** FRAGMENTO DE PÁGINA **
* * * * * * *
Homilía del Padre Eduardo Hayen Cuarón en el 25 aniversario de su ordenación sacerdotal.

¡Qué grande es, para la Iglesia, el don del sacerdocio! Los sacerdotes hemos de vivir en asombro continuo por las maravillas que Dios obra a través de nuestra pobreza humana. No dejo de recordar aquel 8 de diciembre del año 2000 cuando, por imposición de manos y oración consecratoria de don Renato Ascencio León, me fue conferido el sacramento del Orden. Fue la culminación de un proceso que inició en 1991, obra de la Providencia de Dios y de la intercesión maternal de la Inmaculada Virgen María. Me emociona de manera particular haber sido ordenado, junto con el padre Felipe de Jesús Juárez, el día en que la Iglesia celebra a María concebida sin pecado.

Desde que Jesús, desde la cruz, dijo a su Madre: «He ahí a tu hijo», la Virgen santa nos adoptó como hijos, y desde entonces no deja de darnos signos de su presencia. A mí me dio varios. El día en que nací es un día mariano, el 5 de agosto, la Dedicación de la Basílica de Santa María Mayor, en Roma. La formación que tuve en el colegio de los hermanos maristas; las gracias y favores que me concedió para conseguir los empleos que tuve; mi misma conversión para que yo regresara a la fe católica; mi camino vocacional encomendado a ella, las fechas de mi ordenación diaconal y sacerdotal, y esta parroquia en la que sirvo, que está dedicada a Nuestra Señora de Guadalupe.

La Virgen Inmaculada y los sacerdotes estamos unidos por una misma misión: ella y nosotros hemos recibido la gracia, pero de un modo distinto. María, desde su concepción fue la Llena de Gracia, totalmente colmada por la vida divina que Dios le participaba en vistas a ser la Madre de Jesús y de la humanidad. Donde hay la plenitud de la gracia no hay espacio para el pecado. Es la máxima santidad que tiene una criatura. Por eso la Iglesia la llama «toda santa», «toda pura», «la Inmaculada».

Los sacerdotes, en cambio, hemos sido tomados del barro humano manchado por el pecado, pero revestidos de una gracia particular que nos imprime carácter y que nos configura ontológicamente con Cristo Cabeza y Pastor para poder actuar «en la persona de Cristo Cabeza, y así poder enseñar, santificar y gobernar al Pueblo de Dios.
* * * * * * *
** LOS DATOS **
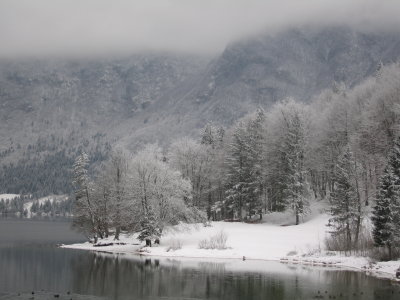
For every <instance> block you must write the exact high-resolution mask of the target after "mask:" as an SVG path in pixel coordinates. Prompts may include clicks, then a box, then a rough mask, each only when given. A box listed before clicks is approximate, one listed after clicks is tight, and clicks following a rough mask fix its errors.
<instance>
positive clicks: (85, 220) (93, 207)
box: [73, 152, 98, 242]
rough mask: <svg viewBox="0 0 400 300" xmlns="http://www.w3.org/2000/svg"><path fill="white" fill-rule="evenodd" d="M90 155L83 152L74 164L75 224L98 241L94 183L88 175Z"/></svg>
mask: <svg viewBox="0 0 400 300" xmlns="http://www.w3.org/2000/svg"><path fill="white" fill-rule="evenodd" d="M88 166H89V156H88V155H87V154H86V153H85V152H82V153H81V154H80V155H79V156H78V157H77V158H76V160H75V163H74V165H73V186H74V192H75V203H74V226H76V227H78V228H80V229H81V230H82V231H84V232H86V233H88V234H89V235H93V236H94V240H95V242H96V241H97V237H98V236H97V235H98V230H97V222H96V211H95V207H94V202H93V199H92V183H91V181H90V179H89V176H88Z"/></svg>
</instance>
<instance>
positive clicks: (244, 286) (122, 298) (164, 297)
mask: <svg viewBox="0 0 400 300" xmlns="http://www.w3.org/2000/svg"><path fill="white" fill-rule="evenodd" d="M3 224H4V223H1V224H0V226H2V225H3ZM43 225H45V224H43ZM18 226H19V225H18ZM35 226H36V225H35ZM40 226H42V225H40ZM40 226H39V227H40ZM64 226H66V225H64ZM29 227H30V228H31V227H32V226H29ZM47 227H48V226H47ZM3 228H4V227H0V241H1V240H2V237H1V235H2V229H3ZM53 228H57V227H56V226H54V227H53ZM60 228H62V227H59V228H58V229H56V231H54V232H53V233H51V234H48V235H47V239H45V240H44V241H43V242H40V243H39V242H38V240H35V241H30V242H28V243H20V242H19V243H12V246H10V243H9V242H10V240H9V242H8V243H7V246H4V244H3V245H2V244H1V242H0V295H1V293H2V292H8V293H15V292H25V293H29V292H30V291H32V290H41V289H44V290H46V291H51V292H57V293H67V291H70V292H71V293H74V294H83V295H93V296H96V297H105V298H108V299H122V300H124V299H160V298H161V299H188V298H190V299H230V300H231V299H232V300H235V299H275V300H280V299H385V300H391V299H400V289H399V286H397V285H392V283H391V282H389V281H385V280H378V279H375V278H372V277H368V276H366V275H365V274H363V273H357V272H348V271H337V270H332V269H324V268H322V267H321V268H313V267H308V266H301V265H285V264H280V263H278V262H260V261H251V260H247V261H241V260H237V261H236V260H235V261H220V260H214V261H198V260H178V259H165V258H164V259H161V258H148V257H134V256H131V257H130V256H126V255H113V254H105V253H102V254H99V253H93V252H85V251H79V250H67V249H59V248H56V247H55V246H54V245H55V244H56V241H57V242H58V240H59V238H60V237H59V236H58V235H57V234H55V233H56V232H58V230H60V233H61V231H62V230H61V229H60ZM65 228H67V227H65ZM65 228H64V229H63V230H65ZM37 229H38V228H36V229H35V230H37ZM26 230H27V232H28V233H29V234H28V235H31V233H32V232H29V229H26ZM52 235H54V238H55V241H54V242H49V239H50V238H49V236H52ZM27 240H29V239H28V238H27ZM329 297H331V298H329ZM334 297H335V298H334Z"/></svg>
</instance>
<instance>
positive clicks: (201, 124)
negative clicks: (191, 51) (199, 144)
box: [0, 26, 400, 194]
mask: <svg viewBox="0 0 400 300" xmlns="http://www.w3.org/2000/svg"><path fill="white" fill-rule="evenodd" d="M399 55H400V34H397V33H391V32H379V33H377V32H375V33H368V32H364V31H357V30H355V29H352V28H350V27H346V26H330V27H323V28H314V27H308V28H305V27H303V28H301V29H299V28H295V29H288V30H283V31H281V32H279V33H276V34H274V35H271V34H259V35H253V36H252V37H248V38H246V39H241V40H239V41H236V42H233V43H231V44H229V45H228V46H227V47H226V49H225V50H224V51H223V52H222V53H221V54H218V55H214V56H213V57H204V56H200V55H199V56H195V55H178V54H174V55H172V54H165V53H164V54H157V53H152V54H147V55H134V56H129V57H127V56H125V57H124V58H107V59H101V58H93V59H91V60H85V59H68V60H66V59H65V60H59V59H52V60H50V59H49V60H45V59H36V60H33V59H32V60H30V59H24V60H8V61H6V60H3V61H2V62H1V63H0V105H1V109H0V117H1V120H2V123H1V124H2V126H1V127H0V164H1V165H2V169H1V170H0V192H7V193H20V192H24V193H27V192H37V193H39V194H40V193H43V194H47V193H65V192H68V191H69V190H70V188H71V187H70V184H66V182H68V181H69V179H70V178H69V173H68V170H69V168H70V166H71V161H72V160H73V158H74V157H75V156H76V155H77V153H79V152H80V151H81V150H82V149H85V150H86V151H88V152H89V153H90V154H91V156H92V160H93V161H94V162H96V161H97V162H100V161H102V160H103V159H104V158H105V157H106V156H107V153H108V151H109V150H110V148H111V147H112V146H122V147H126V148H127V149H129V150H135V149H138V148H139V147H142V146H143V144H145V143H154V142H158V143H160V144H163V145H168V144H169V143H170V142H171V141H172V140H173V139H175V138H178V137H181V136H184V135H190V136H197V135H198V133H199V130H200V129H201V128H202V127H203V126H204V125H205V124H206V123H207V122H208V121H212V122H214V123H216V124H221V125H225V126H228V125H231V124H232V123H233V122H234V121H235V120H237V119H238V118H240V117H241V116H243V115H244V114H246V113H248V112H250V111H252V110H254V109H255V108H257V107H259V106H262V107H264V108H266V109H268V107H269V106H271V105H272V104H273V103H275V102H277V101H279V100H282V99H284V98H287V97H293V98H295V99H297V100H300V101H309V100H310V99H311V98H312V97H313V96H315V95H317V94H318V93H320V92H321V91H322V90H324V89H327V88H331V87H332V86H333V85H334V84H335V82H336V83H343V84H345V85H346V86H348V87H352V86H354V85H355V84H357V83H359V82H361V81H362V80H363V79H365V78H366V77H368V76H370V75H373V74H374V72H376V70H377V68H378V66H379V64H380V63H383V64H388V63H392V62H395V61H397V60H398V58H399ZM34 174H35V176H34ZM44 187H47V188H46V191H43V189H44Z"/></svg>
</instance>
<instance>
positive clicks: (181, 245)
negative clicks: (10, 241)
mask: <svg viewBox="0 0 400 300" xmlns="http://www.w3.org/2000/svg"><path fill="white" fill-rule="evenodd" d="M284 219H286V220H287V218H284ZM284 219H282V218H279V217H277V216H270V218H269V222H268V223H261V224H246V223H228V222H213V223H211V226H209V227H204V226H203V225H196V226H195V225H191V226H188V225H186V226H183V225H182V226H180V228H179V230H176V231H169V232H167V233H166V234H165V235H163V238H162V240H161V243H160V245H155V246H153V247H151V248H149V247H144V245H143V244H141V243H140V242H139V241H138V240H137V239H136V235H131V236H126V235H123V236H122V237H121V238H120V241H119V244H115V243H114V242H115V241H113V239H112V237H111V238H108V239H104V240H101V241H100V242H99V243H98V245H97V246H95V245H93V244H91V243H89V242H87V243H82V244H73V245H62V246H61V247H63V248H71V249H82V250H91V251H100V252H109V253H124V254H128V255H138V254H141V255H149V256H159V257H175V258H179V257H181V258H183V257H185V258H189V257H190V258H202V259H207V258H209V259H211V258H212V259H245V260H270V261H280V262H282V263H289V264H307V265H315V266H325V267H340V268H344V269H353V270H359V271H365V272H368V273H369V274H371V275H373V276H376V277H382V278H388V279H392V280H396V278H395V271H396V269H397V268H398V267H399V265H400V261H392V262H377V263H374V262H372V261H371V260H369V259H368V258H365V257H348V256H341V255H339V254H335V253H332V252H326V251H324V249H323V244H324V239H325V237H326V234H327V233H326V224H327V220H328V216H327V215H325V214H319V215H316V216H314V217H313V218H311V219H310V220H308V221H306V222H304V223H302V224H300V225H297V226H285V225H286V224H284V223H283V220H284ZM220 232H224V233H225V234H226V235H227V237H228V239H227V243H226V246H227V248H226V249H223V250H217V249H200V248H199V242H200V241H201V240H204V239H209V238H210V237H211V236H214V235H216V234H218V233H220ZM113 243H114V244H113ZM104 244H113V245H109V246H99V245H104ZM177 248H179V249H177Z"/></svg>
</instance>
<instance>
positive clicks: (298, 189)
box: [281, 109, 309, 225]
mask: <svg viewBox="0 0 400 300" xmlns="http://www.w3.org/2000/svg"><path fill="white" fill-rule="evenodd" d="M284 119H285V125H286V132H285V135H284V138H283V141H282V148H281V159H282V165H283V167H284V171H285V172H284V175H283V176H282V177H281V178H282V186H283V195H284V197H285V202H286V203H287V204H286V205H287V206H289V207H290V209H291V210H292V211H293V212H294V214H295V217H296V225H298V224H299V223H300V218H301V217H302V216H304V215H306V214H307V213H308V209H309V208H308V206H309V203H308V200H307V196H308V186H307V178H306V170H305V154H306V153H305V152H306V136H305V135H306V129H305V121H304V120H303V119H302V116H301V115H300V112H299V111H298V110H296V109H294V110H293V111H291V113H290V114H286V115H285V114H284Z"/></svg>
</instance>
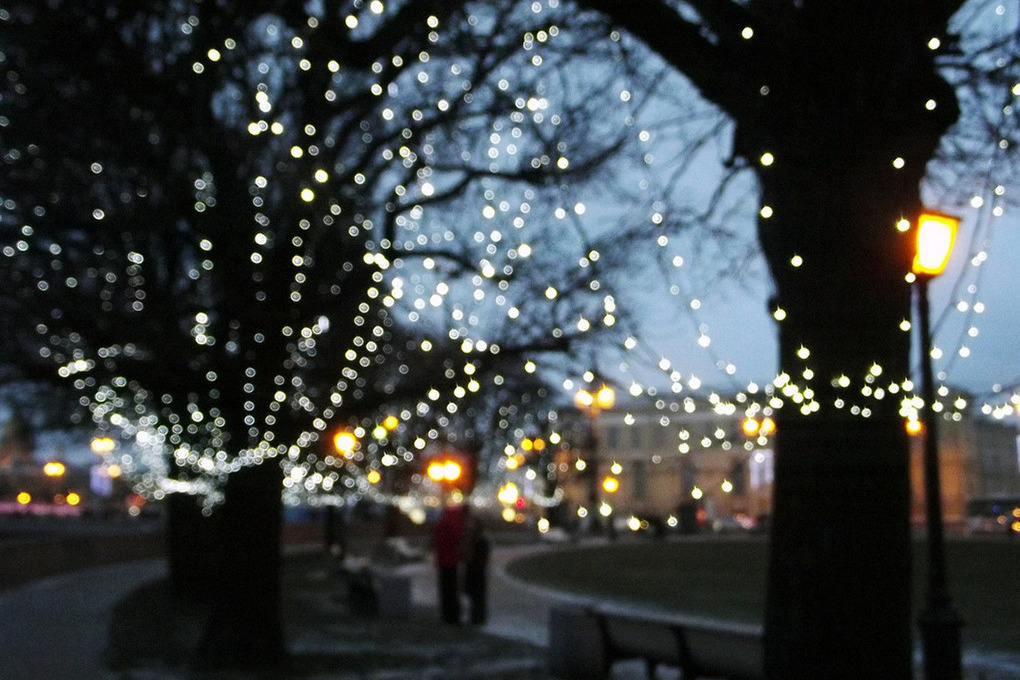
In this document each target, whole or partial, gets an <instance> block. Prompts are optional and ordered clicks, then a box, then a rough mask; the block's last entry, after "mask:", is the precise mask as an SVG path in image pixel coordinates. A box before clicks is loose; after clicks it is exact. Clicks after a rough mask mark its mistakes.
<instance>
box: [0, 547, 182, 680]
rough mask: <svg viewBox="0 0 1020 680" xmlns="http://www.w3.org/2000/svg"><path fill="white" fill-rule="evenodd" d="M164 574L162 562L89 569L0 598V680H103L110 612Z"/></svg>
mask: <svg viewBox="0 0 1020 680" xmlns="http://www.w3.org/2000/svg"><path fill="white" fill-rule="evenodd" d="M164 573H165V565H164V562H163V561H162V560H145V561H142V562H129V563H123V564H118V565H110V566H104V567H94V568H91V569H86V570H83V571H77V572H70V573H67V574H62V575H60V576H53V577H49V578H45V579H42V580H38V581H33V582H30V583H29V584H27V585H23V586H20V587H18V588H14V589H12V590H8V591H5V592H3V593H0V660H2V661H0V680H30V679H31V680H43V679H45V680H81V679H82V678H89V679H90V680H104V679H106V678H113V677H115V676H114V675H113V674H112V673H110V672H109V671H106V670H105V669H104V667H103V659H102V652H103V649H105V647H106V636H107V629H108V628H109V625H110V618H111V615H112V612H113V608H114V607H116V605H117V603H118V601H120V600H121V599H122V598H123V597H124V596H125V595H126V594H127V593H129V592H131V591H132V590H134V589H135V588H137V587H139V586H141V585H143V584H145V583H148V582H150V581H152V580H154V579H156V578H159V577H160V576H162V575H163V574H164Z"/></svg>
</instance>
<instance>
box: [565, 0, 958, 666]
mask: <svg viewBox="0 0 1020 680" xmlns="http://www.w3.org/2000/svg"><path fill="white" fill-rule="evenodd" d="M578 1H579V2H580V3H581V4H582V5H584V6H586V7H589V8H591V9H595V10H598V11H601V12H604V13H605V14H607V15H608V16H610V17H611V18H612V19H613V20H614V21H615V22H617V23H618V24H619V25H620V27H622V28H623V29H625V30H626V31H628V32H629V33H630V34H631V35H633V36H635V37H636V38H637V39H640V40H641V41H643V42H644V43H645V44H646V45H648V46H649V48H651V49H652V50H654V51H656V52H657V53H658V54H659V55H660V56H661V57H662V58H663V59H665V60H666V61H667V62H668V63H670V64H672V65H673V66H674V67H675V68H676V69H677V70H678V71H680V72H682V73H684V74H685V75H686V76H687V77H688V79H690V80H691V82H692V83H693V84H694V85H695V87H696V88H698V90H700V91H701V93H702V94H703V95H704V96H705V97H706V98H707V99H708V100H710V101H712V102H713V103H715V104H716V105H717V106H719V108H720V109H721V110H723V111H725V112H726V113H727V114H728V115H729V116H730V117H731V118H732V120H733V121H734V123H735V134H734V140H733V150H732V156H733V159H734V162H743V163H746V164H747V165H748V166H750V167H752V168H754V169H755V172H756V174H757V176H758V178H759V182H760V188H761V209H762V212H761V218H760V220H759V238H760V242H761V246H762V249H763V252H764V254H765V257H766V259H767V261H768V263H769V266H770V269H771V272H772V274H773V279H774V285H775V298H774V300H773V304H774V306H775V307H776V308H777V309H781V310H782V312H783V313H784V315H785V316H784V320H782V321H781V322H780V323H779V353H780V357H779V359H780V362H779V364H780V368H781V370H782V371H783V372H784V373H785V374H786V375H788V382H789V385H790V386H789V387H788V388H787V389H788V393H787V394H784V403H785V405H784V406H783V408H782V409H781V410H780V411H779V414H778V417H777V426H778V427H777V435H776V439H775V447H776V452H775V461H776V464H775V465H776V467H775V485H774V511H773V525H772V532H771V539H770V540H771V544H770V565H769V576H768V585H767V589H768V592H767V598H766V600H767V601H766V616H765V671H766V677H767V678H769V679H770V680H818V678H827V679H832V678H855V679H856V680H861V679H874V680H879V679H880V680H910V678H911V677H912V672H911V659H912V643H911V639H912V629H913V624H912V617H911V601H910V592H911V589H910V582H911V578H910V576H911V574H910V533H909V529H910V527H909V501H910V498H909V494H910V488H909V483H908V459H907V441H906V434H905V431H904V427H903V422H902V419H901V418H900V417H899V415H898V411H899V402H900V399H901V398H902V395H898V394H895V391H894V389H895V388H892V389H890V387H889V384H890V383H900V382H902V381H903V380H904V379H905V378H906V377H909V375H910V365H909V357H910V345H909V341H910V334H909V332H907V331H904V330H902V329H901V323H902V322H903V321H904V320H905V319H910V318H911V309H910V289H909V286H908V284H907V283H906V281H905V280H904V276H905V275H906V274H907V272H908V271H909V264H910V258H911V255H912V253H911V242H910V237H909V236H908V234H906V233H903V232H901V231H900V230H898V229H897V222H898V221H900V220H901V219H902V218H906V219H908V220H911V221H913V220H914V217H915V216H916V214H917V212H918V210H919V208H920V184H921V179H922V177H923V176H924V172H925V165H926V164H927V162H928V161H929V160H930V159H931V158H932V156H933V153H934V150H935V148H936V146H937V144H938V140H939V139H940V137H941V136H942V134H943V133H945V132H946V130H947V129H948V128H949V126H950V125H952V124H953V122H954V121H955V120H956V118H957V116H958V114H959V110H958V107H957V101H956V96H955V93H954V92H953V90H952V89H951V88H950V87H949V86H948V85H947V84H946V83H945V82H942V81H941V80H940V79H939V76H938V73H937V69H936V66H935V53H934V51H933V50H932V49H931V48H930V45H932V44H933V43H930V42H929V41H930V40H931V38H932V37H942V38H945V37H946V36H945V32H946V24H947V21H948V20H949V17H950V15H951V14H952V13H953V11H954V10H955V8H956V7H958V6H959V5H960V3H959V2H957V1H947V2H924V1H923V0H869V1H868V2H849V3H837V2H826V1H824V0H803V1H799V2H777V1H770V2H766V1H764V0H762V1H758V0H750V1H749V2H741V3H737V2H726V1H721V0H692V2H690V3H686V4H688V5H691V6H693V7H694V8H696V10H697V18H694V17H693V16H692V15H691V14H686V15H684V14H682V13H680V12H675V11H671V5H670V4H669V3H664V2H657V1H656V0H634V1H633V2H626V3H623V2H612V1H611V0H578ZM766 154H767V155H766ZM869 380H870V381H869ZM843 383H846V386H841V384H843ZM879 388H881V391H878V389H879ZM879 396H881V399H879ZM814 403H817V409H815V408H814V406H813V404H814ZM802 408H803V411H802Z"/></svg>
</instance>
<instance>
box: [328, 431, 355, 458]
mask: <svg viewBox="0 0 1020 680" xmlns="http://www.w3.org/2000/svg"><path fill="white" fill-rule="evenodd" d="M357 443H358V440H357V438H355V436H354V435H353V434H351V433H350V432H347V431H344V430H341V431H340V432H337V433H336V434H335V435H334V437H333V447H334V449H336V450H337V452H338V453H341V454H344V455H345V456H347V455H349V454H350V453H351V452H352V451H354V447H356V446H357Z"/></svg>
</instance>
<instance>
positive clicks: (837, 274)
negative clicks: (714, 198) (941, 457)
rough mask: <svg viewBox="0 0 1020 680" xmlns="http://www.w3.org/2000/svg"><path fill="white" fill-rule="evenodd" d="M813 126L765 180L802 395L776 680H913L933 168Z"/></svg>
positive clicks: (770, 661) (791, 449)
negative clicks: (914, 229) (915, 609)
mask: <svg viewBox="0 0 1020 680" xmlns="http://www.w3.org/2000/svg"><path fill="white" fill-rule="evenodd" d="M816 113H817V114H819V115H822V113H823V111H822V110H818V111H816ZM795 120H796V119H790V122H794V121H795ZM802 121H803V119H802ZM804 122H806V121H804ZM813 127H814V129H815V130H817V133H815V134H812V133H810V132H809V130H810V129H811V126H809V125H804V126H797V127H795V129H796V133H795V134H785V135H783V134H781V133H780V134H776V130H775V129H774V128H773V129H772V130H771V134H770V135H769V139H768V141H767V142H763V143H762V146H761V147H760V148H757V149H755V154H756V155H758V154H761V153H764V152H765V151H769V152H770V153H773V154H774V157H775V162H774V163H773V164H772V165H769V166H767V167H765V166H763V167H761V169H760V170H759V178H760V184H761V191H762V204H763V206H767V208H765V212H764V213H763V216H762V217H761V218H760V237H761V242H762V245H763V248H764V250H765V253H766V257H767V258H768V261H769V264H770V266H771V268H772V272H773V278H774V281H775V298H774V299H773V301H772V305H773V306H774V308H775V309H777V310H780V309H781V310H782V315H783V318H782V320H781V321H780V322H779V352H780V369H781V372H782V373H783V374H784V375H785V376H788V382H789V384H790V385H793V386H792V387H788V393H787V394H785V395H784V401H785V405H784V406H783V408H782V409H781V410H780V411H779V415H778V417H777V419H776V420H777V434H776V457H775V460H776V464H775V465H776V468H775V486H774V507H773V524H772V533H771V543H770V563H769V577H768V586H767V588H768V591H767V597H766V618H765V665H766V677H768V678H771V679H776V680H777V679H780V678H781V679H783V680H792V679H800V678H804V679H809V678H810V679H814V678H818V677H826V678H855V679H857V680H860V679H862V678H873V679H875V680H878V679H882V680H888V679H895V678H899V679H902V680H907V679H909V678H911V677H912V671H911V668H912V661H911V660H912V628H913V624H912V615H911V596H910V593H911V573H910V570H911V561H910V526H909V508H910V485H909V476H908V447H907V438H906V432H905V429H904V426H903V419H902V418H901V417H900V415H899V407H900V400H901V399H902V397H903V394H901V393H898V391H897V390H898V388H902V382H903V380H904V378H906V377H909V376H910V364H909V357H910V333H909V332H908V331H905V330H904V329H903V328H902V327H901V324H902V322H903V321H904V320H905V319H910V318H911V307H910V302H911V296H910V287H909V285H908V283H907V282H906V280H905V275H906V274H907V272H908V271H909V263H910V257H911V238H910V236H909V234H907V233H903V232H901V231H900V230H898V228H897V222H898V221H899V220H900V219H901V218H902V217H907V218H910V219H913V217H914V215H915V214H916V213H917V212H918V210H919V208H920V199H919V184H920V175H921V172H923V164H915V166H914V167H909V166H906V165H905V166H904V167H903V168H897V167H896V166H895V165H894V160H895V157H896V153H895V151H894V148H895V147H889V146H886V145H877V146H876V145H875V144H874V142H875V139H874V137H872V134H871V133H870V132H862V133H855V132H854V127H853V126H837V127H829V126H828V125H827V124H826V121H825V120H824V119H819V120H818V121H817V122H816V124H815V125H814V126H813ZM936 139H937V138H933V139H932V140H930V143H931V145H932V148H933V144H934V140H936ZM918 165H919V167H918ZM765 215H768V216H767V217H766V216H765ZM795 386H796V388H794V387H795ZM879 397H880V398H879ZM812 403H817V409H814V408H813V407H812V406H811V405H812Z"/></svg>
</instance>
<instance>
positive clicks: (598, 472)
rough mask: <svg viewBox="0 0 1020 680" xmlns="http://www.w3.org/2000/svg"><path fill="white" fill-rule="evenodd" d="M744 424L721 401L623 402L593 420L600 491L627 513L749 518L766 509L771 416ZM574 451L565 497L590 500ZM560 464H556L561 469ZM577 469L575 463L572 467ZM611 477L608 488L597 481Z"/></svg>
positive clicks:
* * * * * * *
** TAREA ASIGNADA **
Actualiza el pasaje de la homilía comprendido entre "Los sacerdotes, en" y "Pueblo de Dios.", ambos incluidos, y sustituye "barro" por "lodo".

** RESPUESTA **
Los sacerdotes, en cambio, hemos sido tomados del lodo humano manchado por el pecado, pero revestidos de una gracia particular que nos imprime carácter y que nos configura ontológicamente con Cristo Cabeza y Pastor para poder actuar «en la persona de Cristo Cabeza, y así poder enseñar, santificar y gobernar al Pueblo de Dios.